Records excerpted from a collection

----------------

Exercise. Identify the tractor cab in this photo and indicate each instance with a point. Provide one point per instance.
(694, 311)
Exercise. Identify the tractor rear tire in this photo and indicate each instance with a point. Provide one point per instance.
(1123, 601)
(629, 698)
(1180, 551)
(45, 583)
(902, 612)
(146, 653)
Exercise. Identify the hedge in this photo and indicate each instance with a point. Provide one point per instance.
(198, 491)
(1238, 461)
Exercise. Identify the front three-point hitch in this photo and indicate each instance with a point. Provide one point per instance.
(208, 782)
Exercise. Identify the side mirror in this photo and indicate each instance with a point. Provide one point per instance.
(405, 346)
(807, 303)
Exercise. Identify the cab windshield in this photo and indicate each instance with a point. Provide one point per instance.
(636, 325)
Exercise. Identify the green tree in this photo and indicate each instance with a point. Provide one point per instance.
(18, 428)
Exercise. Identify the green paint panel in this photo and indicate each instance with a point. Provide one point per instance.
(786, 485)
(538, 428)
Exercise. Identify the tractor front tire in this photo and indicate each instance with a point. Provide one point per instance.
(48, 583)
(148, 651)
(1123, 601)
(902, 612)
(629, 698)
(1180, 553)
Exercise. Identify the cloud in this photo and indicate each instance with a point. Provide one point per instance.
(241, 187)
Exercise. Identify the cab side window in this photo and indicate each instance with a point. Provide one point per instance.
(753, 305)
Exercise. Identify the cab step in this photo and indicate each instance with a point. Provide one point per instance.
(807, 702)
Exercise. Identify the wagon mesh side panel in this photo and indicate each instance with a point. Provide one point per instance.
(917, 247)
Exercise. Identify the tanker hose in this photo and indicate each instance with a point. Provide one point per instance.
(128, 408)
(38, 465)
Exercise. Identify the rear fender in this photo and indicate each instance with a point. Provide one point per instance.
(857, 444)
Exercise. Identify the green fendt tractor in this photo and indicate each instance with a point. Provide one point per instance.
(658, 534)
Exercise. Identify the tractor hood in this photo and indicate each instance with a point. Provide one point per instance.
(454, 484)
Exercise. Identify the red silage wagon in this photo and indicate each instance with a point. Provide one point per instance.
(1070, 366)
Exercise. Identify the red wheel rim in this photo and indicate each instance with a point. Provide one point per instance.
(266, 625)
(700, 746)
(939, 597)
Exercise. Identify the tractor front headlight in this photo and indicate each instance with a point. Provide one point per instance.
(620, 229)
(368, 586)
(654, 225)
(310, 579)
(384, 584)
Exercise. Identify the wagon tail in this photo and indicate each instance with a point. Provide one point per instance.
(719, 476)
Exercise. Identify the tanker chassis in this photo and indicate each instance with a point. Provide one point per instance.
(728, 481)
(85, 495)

----------------

• Work task
Would you transcribe the data above exactly as it stands?

• Written response
Exercise. Identify the tractor cab in this photo and indicate each instance with a point. Provide one point per instance.
(694, 311)
Exercise. Identify the tractor rear tire in this photo and indicate each instance with a point. Provide one point per instance.
(1123, 601)
(629, 698)
(1180, 551)
(45, 583)
(902, 612)
(146, 653)
Exercise. Identify the hedge in this photo and indicate each instance with a point. Provide one point per instance.
(198, 491)
(1238, 461)
Exercise. Identify the front three-point hitch in this photo and indicate each instance with a point. Provide one point per instance.
(208, 782)
Exercise. Identify the side mirror in this photo and indicate each instance with a point. Provide one point per instance.
(405, 346)
(807, 303)
Exercise. Identify the cab windshield in this photo and indicate each instance with a point. Provide one point per instance.
(636, 325)
Exercise. Identify the green tree in this photo and indicate each instance with a point. Provide one point per instance.
(18, 428)
Exercise. Identify the green paint panel in this photo and indicate each instance with a point. Provide one point per instance.
(786, 485)
(538, 428)
Exercise. Identify the tractor front tire in this photo and indicate each instance with a point. Provide one point per instance.
(48, 583)
(148, 651)
(1123, 601)
(902, 612)
(629, 698)
(1180, 553)
Exercise. Identify the cloud in this photo and indicate each instance with a point. Provide one point per instance.
(241, 187)
Exercise. Identify the cab side window in this photo and indicate each instance with a point. Provide one point per instance.
(753, 305)
Exercise. Identify the cab step in this photo and indicate each instance with a point. Provide one point per instance.
(807, 702)
Exercise. Identify the wagon mesh side panel in this photo and indicate each instance with a point. Provide one point per instance.
(917, 247)
Exercise. Identify the tanker hose in this photo and indicate each instance with a point. Provide one point per instance.
(128, 408)
(38, 465)
Exercise. Identify the rear fender in this photo and indicate each instance with a point. Provide one point per instance.
(857, 444)
Exercise. Identify the green fendt tractor in this photo and indicate each instance with a point. Provide one point per instance.
(658, 534)
Exercise. Identify the tractor hood in this photo and indicate each instance with a point. Provide one point per instance.
(454, 484)
Exercise. Identify the red silage wagon in this photo and indicate each instance with a point. Provide one point per instance.
(1070, 366)
Exercise. Identify the red wheel rim in this photo and indicate each instance with a point. Provide one point per instance.
(266, 625)
(700, 746)
(939, 597)
Exercise. Identify the tractor front headlight in this photo and indicate each instance with a point. Provide one point per instance.
(620, 229)
(368, 586)
(654, 225)
(310, 579)
(384, 584)
Exercise. Identify the wagon tail in this photo and indicate each instance with a point. Provide one point per instance.
(719, 476)
Exercise. Identify the tanker chassis in this photo and indicate each instance with a point. Provide one point per instance.
(728, 481)
(85, 495)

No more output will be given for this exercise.